• [Task instructions]
Images appear in the records below; leave them out and repeat everything else exactly.

• [Input for this task]

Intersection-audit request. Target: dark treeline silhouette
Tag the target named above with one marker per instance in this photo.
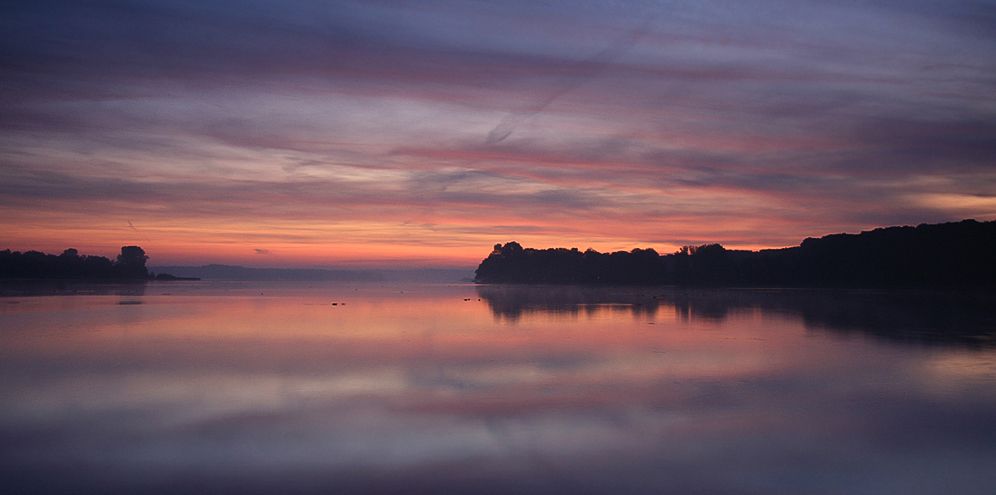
(70, 265)
(957, 254)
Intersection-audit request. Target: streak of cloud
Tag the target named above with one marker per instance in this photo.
(575, 76)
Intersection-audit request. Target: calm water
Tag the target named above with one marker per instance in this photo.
(201, 387)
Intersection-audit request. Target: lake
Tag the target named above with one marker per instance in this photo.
(225, 387)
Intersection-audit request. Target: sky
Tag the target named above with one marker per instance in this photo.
(400, 133)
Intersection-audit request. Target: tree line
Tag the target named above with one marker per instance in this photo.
(955, 254)
(70, 265)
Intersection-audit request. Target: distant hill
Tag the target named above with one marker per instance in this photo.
(241, 273)
(70, 265)
(956, 254)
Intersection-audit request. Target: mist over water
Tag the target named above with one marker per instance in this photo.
(253, 387)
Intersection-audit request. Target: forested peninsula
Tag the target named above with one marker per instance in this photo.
(70, 265)
(949, 255)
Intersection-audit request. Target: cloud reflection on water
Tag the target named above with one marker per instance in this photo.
(421, 390)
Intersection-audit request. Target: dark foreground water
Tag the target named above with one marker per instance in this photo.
(200, 387)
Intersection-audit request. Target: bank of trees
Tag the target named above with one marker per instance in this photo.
(70, 265)
(957, 254)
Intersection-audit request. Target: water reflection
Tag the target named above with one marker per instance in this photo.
(244, 388)
(931, 317)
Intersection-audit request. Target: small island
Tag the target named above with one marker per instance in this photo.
(70, 265)
(949, 255)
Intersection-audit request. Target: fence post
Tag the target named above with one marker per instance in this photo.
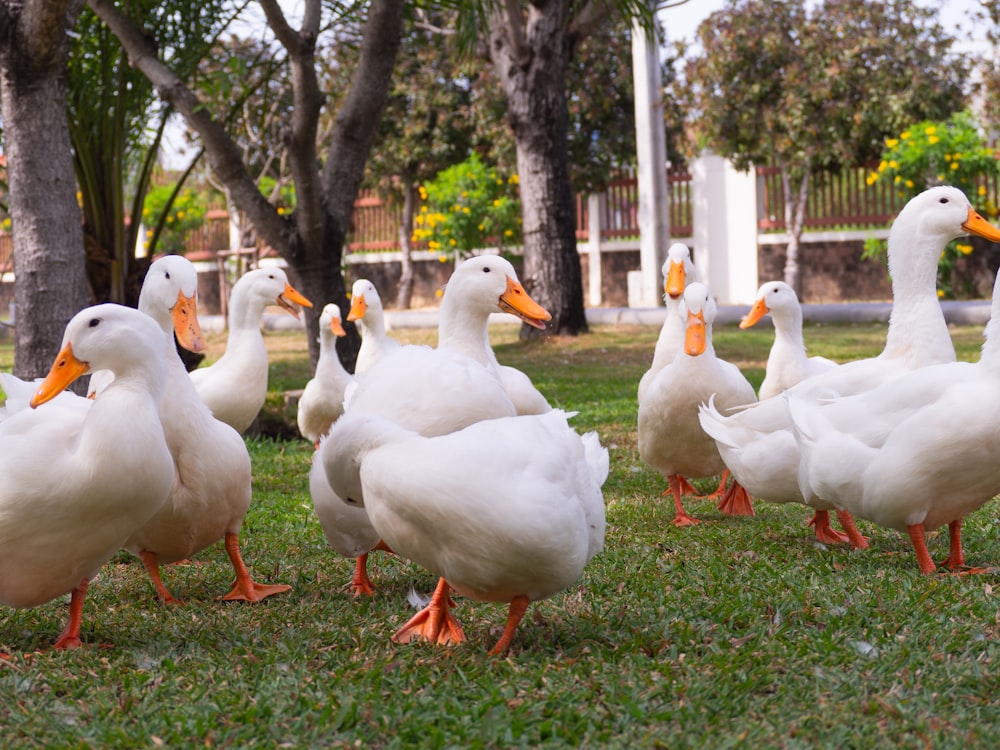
(595, 211)
(725, 228)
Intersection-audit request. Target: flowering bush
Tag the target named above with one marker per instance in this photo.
(939, 153)
(468, 206)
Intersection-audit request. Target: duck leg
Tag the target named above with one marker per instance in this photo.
(681, 518)
(518, 606)
(956, 557)
(916, 532)
(361, 584)
(245, 589)
(434, 622)
(152, 566)
(70, 637)
(853, 535)
(720, 491)
(825, 533)
(736, 501)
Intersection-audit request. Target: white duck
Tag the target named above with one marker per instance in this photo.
(788, 363)
(508, 510)
(77, 484)
(235, 386)
(757, 443)
(678, 272)
(489, 284)
(366, 311)
(322, 400)
(670, 438)
(212, 482)
(430, 391)
(912, 454)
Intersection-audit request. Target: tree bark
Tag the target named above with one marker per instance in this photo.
(311, 241)
(795, 211)
(405, 294)
(530, 52)
(49, 263)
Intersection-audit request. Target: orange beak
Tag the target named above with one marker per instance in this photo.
(674, 283)
(694, 335)
(977, 225)
(517, 302)
(64, 371)
(358, 308)
(758, 311)
(186, 325)
(288, 296)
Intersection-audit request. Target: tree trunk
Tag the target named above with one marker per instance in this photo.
(530, 53)
(795, 211)
(51, 281)
(312, 241)
(405, 293)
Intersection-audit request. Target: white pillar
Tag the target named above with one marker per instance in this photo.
(651, 153)
(725, 228)
(595, 210)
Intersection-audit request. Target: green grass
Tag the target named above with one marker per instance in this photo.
(740, 632)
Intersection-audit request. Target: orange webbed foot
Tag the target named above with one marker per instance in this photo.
(736, 502)
(824, 532)
(433, 623)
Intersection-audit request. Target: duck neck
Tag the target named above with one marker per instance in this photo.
(917, 329)
(465, 329)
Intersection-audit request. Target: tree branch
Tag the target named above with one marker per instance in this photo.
(222, 153)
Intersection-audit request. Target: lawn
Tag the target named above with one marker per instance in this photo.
(739, 632)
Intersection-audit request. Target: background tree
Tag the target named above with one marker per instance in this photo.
(48, 242)
(117, 124)
(311, 239)
(812, 94)
(530, 45)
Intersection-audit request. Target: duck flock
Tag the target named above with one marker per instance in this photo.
(153, 461)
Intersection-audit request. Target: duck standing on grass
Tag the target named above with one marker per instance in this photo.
(505, 510)
(235, 386)
(758, 444)
(431, 391)
(787, 363)
(212, 489)
(912, 454)
(671, 439)
(322, 400)
(77, 483)
(366, 311)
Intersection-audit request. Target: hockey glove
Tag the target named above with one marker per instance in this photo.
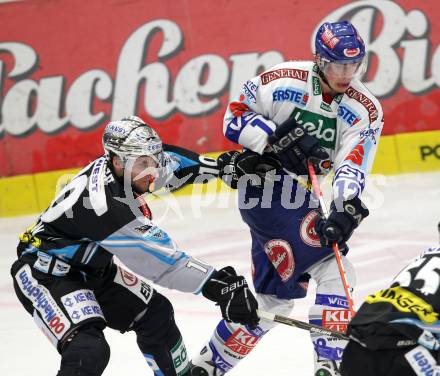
(232, 294)
(341, 223)
(259, 168)
(293, 146)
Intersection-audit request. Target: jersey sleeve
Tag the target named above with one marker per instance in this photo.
(355, 154)
(148, 251)
(245, 122)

• [Exercise answer]
Intersection-audit request. Target: dark treeline silhouette
Tag the target named above with one marker per instance in this photo.
(70, 265)
(957, 254)
Intersection-audit request. Target: streak of cloud
Tag the target named above with one marker per instance in this photo.
(575, 76)
Intersection-audit request. Target: calm water
Tag the target named above with one marker per instance in this photo.
(201, 387)
Intersection-audit request. Target: lake
Tag the target named above with one marker per instance in this photo.
(225, 387)
Intersection-audit request. Target: sky
Tag the target named above with one marker per instance in this photo.
(400, 133)
Intersection-audit request. Target: tree line
Tag the target named above with one marker per instance in this photo.
(955, 254)
(70, 265)
Intersection-audit request. Target: distant hill
Tag the target named above with one marker per instance in this photo.
(241, 273)
(70, 265)
(956, 254)
Intersection-audit request. Target: mist over water
Tag the target named above with one marker per instance in this photo.
(253, 387)
Intersection-audit request. Target: forested peninsula
Tag the target named above with one marker per instance in this photo.
(70, 265)
(949, 255)
Intersection-audit request. Target: cloud reflection on water
Tag the target named above with one marker per instance in this photo.
(421, 390)
Intersection-audit request. Target: dark foreground water
Tag the target named above with one marker per instance in this photo.
(200, 387)
Intersection-audit request. Target: bank of trees
Tag the target named above with one marker per instance in this photo.
(70, 265)
(957, 254)
Intersection-audit request. Target: water reflection
Tag the target named above with one marker per instance in this photo.
(244, 388)
(931, 317)
Intersection-audit request. Target: small island
Tag the target named above with one marker per instance in this photo.
(70, 265)
(949, 255)
Intersection-audit request. Target: fence post
Tag the target named above with one marker per instance in this photo.
(595, 211)
(725, 228)
Intersection-audit request. Target: flowering bush
Tag the target named above with one marker per instance in this photo.
(939, 153)
(468, 206)
Intersection-audit request. Target: duck leg
Tag the target named above with one marker per instance in this photo.
(681, 518)
(518, 606)
(956, 557)
(916, 532)
(361, 584)
(245, 589)
(434, 622)
(152, 566)
(70, 637)
(853, 535)
(720, 491)
(825, 533)
(736, 501)
Intersection-audit request. Target: white duck
Tag the target named above with one marker per instance in this photo.
(788, 363)
(508, 510)
(77, 484)
(235, 386)
(757, 443)
(678, 272)
(489, 284)
(366, 311)
(322, 400)
(670, 438)
(212, 482)
(430, 391)
(912, 454)
Intersection-audit request. Target: tree bark
Tag the target named above with one marker per instance in this photo.
(311, 241)
(795, 211)
(405, 294)
(530, 52)
(49, 263)
Intersection-audit request. Target: orange beak
Tag the target named above with one marker per instance in this photo.
(674, 283)
(694, 335)
(977, 225)
(517, 302)
(64, 371)
(358, 308)
(758, 311)
(186, 325)
(288, 296)
Intersection-audit request. Target: tree trunk
Tag the target named above with one marker per instance in this photo.
(530, 53)
(795, 211)
(51, 281)
(312, 241)
(405, 293)
Intersection-audit request. Target: white pillar
Tag the target named above with one marker per instance in this photo.
(651, 153)
(725, 228)
(595, 210)
Intersection-audit request. Target: green grass
Tag the target named above with one marker per instance in this photo.
(740, 632)
Intersection-audit request. Target: orange webbed foot
Tag the target named above with one marker per instance in this photo.
(736, 502)
(824, 532)
(433, 623)
Intersection-audit request. Target: duck neck
Tag the target named above with one marker per instance in this photo.
(917, 329)
(465, 329)
Intersection-audit request. Target: tree branch
Tag the target named above with one marker per instance in this photo.
(222, 153)
Intersection-audit request. Target: lawn
Tag the target named above with one marker per instance in this photo.
(739, 632)
Intersection-audit request. Target: background tree
Tag the target named above with one marker per instance in this photo.
(48, 242)
(117, 124)
(311, 239)
(812, 94)
(530, 45)
Intersection-audit request. Target: duck flock
Tag the target named above with one marker per instance in this photo.
(153, 461)
Intersection-audit request. Target: duck standing on grass
Tag the target named above with one marker per instance in this photo.
(505, 510)
(235, 386)
(758, 444)
(431, 391)
(787, 363)
(212, 489)
(912, 454)
(671, 439)
(322, 400)
(77, 483)
(366, 311)
Intersection-audit request. Target: hockey glove
Tag the target named above with one marker per instance in this photo.
(232, 294)
(341, 223)
(259, 168)
(293, 146)
Intersection-audit request. Target: jersey sleeve
Tag the target named above with one marker per instance in this photo.
(355, 154)
(148, 251)
(245, 122)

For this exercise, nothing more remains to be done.